Meteorological history
- Formed: October 13, 1985
- Dissipated: October 22, 1985

Violent typhoon
- 10-minute sustained (JMA)
- Highest winds: 220 km/h (140 mph)
- Lowest pressure: 895 hPa (mbar); 26.43 inHg

Category 5-equivalent super typhoon
- 1-minute sustained (SSHWS/JTWC)
- Highest winds: 280 km/h (175 mph)
- Lowest pressure: 897 hPa (mbar); 26.49 inHg

Overall effects
- Fatalities: 90
- Damage: $105 million (1985 USD)
- Areas affected: Philippines, Hainan, Vietnam
- IBTrACS
- Part of the 1985 Pacific typhoon season

= Typhoon Dot (1985) =

Pacific typhoon in 1985

Typhoon Dot, known in the Philippines as Super Typhoon Saling, was the strongest storm of the 1985 season. Dot originated from a small area of thunderstorm activity in early to mid October. The system was first classified on October 11, and steadily intensified over the next few days. Dot attained typhoon strength on October 15, and subsequently entered a period of explosive deepening, which was not anticipated by forecasters. The next day the intensification rate slowed, but that evening, Dot attained its maximum intensify. A steady weakening trend began on October 17, though the system maintained typhoon intensity through the passage of the Philippines. After entering the South China Sea late on October 18, Dot briefly re-intensified, only to weaken as it approached Vietnam. On October 21, Dot struck Vietnam while still a typhoon, but dissipated the next day over the high terrain of the nation.

Although damage across the Philippines was less than initially expected, the typhoon lashed the nation with heavy rains. Province of Nueva Ecija suffered the worst effects from Dot. There, 500,000 acres of crops and 90% of all buildings were damaged. In Cabanatuan, 2,500 homes and 90% of structures were destroyed. Overall, 42 towns were flooded, forcing a total of 125,000 people to flee their homes, 35,000 of which were homeless. Furthermore, 52,933 houses were leveled while an additional 200,450 were damaged. Nationwide, 24 were hurt. While tracking through the South China Sea, Dot passed through Hainan Island. There, two casualties occurred while 34 others suffered injuries. Across the island, over 2,300 dwellings were destroyed. In all, Dot was responsible for 90 deaths and $104.9 million (1985 USD) in damage.

==Meteorological history==

Following the extratropical transition of Typhoon Brenda on October 5, a mid-level subtropical ridge became centered over the northwestern Pacific, which resulted in an absence of the typical southwesterly monsoon flow typically seen during the autumn. Satellite imagery first detected an area of convection roughly 280 km southeast of Ponape on October 11. At 1200 UTC, the Japan Meteorological Agency (JMA) first identified the system. The next day, the storm's outflow became better defined as the storm tracked west-northwest. On October 13, wind shear began to decrease, and the cyclone developed a well-defined circulation. Based on this, the Joint Typhoon Warning Center (JTWC) upgraded the system into Tropical Storm Dot. That evening, the JMA followed suit. The newly upgraded Dot was situated in an area of strong easterly winds, and thus the JTWC correctly predicted to the system to continue west-northwest, despite forecasts from various tropical cyclone forecast models that showed otherwise. Dot steadily strengthened during this period, and midday on October 14, the JMA classified Dot as a severe tropical storm. Several hours later, the JTWC upgraded Dot into a typhoon, with the JMA following early on October 15. Around this time, the Philippine Atmospheric, Geophysical and Astronomical Services Administration (PAGASA) also monitored the storm and assigned it with the local name Saling.

▶ _Things to do_:
(a) In the Typhoon Dot text:
(i) What local name did PAGASA assign to the storm?
(ii) Which province suffered the worst effects from Dot?
(iii) On what date did Dot strike Vietnam?
(b) Can you carry the Typhoon Dot text forward from its final sentence, keeping the same encyclopedic style?

▶ _Data provided_:
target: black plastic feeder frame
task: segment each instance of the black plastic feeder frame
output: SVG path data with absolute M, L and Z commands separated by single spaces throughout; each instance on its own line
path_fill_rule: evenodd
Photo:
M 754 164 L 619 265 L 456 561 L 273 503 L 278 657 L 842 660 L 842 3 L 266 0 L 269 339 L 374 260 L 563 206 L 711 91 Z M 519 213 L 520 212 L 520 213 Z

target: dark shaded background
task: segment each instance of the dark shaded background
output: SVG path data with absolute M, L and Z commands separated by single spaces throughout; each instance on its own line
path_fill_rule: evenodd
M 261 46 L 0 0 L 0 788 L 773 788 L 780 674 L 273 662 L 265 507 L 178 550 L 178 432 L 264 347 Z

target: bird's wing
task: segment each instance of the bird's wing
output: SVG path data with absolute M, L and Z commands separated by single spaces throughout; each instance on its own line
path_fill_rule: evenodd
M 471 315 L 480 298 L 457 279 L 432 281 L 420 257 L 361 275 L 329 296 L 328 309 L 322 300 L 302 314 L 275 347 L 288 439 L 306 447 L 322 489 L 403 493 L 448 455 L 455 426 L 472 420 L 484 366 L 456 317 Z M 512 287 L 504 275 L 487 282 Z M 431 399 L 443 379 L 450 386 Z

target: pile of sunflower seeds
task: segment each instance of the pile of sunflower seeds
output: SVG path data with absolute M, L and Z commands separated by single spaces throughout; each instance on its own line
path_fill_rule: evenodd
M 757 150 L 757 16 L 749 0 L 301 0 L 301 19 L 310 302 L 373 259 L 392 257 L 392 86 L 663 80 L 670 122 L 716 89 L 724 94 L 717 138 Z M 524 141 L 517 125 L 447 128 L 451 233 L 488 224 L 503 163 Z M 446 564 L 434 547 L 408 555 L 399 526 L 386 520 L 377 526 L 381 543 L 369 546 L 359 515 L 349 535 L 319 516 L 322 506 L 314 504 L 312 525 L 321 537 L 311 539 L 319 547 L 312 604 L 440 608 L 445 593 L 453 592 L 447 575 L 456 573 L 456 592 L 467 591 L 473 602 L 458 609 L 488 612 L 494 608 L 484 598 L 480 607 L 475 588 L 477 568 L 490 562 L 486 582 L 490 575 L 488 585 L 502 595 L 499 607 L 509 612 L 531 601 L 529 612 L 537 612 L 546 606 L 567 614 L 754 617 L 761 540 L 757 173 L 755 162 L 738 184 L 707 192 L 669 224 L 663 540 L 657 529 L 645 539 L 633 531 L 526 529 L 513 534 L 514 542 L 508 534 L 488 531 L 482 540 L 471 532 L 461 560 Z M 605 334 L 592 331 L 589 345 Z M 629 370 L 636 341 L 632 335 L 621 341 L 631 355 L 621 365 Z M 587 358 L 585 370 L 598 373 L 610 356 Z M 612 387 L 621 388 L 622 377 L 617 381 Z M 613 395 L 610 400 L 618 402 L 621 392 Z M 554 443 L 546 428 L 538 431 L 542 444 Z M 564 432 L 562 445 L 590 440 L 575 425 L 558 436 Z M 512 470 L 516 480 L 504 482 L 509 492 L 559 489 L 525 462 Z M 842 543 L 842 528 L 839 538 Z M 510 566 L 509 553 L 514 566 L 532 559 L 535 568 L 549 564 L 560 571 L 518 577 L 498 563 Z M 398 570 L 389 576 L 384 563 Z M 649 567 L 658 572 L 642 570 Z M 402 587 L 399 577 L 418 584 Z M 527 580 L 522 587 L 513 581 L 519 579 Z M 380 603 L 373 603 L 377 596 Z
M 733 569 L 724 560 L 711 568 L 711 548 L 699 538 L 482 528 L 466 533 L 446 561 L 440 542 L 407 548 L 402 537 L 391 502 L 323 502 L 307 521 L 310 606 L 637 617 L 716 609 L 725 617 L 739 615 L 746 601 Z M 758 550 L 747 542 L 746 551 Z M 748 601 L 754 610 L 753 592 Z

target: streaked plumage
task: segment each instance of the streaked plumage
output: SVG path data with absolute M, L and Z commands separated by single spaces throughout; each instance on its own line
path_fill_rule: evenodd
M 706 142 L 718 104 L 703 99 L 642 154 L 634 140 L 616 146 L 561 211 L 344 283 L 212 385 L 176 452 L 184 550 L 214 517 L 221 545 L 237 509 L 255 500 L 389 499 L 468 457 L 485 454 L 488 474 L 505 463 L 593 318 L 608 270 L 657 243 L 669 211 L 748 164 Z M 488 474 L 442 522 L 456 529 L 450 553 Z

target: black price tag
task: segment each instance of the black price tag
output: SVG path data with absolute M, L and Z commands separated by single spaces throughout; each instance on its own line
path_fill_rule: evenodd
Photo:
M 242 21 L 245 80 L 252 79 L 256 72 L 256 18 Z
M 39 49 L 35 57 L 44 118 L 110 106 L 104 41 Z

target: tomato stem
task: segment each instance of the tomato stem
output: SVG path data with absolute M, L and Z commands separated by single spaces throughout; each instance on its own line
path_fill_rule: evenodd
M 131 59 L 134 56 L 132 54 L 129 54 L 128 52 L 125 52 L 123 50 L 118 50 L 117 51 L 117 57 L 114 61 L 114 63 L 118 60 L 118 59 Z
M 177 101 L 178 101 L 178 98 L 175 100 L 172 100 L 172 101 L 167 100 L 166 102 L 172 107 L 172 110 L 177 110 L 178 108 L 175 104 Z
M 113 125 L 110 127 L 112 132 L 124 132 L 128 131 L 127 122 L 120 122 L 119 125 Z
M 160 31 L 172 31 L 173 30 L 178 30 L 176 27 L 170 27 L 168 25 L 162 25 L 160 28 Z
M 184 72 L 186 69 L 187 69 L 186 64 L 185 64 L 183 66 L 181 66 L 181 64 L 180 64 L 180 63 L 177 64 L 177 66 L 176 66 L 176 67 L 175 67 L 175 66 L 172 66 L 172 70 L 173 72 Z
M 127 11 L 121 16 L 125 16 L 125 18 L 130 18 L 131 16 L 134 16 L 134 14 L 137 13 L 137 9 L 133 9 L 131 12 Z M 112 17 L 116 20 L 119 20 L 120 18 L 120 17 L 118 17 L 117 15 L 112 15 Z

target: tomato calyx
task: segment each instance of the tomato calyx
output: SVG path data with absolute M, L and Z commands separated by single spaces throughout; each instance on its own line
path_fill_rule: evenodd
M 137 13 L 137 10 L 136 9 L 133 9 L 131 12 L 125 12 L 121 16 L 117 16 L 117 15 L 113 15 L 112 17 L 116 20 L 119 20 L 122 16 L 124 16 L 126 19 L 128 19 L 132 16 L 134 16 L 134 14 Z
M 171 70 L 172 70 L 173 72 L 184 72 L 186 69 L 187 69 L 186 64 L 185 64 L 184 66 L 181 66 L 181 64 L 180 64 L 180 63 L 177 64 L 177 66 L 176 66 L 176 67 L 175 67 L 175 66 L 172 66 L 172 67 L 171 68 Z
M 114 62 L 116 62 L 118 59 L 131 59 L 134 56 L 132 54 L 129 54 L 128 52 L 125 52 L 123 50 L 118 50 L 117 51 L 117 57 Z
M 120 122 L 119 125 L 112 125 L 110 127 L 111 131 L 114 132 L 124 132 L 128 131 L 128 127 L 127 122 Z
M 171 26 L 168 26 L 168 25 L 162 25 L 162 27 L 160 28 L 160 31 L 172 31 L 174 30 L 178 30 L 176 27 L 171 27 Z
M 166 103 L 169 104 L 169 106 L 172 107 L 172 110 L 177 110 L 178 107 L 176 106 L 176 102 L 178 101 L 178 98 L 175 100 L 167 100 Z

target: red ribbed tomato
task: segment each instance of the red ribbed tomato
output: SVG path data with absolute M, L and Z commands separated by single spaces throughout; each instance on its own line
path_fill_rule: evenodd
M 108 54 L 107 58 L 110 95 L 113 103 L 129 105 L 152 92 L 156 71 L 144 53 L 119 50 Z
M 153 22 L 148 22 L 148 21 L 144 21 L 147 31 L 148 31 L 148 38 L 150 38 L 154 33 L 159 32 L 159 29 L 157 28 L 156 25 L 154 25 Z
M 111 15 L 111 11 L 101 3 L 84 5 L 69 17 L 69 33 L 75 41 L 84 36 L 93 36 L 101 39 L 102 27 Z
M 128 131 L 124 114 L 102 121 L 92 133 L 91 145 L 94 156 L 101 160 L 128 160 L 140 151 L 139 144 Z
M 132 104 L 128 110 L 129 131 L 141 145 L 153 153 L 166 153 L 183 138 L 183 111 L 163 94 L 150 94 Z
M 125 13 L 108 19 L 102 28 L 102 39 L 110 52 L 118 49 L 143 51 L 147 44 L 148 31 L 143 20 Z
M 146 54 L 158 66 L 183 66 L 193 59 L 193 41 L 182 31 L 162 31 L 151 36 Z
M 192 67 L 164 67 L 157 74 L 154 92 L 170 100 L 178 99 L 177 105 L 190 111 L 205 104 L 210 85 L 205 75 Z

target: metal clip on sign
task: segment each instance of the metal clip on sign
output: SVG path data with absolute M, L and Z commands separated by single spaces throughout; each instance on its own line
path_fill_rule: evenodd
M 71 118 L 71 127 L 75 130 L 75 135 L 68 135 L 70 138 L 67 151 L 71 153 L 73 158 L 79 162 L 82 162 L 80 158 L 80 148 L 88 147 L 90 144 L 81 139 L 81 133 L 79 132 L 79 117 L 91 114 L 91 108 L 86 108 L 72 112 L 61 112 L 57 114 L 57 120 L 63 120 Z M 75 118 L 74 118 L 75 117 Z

▶ _Written responses_:
(a)
(i) Saling
(ii) Nueva Ecija
(iii) October 21

(b)
Shortly after attaining typhoon intensity, Dot entered a period of explosive intensification. However, this was not expected by forecasters at the JTWC nor the forecast models due to the presence of dry air. At 0600 UTC on October 15, the JTWC revised the intensity to 165 km/h, equivalent to a mid-level Category 2 hurricane on the United States–based Saffir-Simpson Hurricane Wind Scale (SSHWS). That evening, the JMA increased the intensity of Dot to 165 km/h, making it the strongest tropical cyclone of the season. At 2300 UTC on October 15, Hurricane Hunters measured a minimum barometric pressure of 906 mbar, a drop of 63 mbar over the previous 23 hours, equal to a drop 2.8 mbar per hour. This rate exceeded the threshold of explosive intensification, which according to the JTWC, is 2.5 mbar per hour. Based on the aforementioned aircraft reports, the JTWC increased the intensity to 260 km/h at 0000 UTC on October 16. By this time, Dot had developed a well-defined eye surrounded by very cold cloud tops. However, the JTWC also noted that both the storm's radius of maximum winds and central dense overcast were unusually small.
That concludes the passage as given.